What to produce: Copy every line from the one containing "Target: hiking shoe" through the last line of the records below, both included, and nothing else.

Records:
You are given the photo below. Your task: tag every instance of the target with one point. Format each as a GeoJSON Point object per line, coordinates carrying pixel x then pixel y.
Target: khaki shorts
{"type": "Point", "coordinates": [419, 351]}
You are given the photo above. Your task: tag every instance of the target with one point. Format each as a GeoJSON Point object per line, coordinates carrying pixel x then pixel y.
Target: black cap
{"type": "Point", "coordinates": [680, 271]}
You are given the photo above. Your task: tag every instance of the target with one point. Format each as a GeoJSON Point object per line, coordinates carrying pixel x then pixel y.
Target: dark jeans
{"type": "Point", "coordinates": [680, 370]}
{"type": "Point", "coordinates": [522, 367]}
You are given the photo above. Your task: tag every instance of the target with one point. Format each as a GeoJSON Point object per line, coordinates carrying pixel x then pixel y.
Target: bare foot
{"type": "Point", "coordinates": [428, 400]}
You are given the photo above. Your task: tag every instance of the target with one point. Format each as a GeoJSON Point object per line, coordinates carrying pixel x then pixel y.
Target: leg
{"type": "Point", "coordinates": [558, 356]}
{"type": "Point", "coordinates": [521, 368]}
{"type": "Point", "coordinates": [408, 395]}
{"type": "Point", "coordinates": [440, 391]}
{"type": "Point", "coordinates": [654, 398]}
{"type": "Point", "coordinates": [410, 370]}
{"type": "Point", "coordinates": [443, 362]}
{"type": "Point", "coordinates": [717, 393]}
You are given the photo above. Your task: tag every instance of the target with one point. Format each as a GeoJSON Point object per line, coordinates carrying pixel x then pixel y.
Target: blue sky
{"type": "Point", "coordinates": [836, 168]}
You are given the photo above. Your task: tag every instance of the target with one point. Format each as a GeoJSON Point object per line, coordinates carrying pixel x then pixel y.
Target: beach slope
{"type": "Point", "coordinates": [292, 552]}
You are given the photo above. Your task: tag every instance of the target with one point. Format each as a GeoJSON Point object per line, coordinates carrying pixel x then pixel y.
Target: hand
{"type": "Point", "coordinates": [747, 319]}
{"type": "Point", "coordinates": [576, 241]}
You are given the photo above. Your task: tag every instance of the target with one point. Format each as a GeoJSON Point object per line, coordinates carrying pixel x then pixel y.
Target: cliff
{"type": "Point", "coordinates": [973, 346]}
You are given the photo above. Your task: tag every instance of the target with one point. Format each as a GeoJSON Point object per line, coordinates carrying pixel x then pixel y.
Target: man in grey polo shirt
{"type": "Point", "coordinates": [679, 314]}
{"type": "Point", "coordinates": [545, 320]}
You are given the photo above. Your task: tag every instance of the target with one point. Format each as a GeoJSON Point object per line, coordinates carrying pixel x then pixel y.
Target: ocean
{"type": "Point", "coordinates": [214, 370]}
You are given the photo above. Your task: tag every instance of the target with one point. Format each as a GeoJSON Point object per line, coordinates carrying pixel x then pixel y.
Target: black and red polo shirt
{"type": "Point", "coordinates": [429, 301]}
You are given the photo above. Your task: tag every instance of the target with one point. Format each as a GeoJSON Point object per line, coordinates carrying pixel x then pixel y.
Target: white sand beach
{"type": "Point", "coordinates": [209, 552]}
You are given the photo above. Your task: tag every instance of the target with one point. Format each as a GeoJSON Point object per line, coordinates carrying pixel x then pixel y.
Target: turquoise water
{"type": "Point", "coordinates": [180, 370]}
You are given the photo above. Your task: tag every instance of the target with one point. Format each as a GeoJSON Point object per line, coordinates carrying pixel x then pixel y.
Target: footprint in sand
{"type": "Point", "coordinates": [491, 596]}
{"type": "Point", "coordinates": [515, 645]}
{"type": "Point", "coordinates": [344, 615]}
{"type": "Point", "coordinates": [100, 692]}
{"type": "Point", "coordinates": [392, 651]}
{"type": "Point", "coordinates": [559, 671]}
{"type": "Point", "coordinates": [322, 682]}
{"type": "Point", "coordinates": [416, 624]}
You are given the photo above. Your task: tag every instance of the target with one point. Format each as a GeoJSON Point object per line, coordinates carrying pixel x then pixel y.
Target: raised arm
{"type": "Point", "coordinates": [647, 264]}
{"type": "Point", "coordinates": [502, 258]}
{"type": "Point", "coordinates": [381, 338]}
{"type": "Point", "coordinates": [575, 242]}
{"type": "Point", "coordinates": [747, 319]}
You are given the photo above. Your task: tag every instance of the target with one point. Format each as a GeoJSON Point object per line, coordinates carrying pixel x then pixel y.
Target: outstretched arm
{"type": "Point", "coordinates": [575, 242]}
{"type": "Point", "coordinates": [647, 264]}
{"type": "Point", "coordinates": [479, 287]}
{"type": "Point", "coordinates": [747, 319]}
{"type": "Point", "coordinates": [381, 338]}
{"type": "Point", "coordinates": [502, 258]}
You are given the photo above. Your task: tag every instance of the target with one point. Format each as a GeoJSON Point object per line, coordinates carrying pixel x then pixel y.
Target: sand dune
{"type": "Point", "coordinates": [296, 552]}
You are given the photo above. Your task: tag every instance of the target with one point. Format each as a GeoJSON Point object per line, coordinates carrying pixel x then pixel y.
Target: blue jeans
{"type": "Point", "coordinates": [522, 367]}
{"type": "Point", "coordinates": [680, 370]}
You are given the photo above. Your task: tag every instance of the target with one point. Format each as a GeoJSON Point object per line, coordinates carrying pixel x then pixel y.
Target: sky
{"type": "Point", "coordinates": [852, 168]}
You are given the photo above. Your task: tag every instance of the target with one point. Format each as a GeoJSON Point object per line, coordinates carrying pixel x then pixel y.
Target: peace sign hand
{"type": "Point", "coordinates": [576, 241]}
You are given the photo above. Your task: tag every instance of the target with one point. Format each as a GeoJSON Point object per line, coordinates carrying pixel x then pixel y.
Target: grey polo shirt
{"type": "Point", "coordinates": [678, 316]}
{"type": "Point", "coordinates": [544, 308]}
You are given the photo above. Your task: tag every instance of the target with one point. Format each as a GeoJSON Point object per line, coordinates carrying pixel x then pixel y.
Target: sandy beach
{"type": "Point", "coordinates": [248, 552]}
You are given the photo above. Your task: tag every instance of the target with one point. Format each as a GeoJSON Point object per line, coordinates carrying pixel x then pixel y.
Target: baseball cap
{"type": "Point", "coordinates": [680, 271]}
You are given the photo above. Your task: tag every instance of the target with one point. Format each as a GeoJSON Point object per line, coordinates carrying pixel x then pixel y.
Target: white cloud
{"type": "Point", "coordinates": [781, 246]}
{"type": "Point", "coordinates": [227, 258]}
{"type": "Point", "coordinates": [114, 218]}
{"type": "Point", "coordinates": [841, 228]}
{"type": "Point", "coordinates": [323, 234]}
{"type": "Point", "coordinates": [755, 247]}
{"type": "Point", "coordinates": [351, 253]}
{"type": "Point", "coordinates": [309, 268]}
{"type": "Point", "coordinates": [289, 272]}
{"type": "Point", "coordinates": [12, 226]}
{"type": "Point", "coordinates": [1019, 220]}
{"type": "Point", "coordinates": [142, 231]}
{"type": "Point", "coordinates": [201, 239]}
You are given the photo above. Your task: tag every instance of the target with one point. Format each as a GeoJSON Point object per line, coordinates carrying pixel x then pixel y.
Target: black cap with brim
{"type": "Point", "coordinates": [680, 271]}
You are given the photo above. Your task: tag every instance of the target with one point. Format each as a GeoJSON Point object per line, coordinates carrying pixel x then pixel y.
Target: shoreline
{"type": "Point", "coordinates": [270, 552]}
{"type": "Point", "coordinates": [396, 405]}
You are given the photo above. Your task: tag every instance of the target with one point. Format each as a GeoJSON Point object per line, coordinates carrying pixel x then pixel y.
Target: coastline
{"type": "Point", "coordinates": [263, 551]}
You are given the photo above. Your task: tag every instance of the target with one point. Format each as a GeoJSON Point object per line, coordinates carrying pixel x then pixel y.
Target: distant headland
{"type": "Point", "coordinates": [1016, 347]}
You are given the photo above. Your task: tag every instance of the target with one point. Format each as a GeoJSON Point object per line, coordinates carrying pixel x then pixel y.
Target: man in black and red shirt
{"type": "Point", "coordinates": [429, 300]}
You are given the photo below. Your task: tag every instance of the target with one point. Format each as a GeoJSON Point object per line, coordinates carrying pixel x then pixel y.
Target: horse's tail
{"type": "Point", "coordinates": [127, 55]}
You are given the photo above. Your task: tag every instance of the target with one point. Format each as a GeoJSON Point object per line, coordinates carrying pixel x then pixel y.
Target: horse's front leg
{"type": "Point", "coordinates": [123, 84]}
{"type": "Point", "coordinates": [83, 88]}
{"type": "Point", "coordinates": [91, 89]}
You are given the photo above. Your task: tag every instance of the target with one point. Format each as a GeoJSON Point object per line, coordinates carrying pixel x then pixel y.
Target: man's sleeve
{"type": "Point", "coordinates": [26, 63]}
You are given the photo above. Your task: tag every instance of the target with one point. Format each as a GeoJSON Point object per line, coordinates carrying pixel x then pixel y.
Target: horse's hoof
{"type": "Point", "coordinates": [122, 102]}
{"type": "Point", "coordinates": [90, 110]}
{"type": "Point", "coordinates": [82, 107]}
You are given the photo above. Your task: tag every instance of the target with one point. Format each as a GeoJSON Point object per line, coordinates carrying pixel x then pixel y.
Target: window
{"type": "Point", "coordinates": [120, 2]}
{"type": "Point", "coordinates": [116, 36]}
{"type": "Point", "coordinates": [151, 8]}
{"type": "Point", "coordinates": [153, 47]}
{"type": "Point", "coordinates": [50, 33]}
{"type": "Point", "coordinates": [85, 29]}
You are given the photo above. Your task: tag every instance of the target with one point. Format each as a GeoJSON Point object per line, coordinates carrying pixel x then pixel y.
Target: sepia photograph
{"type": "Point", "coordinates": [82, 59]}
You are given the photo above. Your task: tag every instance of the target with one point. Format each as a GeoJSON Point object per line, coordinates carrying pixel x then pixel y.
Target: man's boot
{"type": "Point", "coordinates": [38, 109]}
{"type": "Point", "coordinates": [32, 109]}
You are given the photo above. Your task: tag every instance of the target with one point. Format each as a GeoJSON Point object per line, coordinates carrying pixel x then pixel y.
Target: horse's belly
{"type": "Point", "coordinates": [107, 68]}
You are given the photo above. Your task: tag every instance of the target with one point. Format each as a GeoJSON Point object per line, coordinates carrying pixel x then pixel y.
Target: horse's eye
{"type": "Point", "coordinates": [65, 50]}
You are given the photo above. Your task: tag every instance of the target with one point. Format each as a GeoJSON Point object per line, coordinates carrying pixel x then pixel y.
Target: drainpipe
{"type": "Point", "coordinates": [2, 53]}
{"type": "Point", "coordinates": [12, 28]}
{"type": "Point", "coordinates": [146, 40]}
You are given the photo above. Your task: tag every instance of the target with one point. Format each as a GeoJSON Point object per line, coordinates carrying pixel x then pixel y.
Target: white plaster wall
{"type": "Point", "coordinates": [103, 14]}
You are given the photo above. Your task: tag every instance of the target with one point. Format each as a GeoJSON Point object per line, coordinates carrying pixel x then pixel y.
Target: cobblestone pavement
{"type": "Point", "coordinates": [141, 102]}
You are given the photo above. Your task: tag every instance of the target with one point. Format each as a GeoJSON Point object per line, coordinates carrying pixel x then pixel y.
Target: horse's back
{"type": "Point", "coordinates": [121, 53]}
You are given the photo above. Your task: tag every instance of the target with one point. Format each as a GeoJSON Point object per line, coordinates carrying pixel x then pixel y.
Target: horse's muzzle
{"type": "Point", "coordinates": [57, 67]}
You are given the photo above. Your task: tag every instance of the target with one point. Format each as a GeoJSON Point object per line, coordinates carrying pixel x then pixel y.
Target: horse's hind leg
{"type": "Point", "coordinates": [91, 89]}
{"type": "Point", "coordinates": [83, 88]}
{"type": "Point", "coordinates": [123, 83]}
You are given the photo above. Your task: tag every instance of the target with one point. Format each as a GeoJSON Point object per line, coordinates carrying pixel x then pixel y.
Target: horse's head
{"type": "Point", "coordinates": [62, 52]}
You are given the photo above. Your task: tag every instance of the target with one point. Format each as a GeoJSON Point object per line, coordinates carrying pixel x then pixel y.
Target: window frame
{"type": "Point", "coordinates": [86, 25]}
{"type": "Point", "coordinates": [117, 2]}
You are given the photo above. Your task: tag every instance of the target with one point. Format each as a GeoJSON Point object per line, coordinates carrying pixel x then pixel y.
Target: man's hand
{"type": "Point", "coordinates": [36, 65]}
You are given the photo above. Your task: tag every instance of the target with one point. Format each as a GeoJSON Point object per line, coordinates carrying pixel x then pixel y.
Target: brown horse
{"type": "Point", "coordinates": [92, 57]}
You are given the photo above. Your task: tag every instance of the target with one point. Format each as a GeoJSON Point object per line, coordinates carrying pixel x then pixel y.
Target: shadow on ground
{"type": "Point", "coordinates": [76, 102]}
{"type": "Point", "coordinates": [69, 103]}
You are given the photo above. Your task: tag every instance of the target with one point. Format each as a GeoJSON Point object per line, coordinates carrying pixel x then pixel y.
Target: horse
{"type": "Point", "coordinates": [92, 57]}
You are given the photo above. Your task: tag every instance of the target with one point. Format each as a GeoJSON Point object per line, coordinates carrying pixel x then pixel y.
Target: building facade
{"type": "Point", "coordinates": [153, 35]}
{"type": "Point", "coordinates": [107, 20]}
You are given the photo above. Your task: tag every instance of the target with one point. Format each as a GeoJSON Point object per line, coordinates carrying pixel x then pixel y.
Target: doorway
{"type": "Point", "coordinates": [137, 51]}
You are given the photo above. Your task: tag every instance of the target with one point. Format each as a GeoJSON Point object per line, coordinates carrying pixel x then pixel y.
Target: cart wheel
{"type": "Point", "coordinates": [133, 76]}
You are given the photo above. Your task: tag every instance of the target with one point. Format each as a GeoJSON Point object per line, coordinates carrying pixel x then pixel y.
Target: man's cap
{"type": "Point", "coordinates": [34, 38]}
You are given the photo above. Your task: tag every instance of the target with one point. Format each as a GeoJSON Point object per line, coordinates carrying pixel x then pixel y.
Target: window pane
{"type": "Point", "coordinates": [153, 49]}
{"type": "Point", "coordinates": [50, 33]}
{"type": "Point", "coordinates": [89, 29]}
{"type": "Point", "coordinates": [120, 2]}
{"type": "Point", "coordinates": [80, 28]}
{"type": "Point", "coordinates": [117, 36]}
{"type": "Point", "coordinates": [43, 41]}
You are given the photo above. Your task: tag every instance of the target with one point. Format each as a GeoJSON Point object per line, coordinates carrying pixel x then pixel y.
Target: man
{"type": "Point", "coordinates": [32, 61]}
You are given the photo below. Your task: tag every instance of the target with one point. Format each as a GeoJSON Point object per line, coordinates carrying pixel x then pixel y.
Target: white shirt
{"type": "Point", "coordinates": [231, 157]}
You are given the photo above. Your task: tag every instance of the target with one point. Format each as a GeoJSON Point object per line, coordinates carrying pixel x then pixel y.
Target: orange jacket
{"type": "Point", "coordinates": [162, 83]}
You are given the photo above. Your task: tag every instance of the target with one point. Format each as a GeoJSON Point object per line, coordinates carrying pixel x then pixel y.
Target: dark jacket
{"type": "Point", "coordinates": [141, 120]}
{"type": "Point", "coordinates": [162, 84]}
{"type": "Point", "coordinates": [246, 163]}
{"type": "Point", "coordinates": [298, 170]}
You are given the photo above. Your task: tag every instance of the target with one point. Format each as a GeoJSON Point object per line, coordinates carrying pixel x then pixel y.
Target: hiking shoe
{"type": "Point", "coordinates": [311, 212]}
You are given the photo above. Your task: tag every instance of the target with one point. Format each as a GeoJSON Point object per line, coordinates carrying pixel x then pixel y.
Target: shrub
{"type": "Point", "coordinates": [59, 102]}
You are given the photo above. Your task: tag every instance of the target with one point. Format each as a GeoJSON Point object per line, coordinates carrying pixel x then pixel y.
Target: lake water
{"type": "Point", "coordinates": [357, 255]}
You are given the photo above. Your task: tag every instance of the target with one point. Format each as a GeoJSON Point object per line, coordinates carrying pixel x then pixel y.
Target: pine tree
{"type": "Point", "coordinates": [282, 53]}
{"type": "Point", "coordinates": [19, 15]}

Result of this task:
Target: hiking shoe
{"type": "Point", "coordinates": [311, 212]}
You are given the photo above. Your task: tag every instance of the target with one point. Format each as a GeoJSON Point object per line, coordinates carrying pixel x then pixel y.
Target: shrub
{"type": "Point", "coordinates": [59, 102]}
You are given the photo above. Your task: tag every instance of the target with one point. Format each as a GeoJSON Point object per line, coordinates carrying pixel x then pixel y.
Target: lake water
{"type": "Point", "coordinates": [357, 255]}
You are given the photo above. Your task: tag every instance of the target with one point. Format each as a GeoJSON Point object per line, coordinates carrying pixel x then pixel y.
Target: pine tree
{"type": "Point", "coordinates": [282, 53]}
{"type": "Point", "coordinates": [19, 15]}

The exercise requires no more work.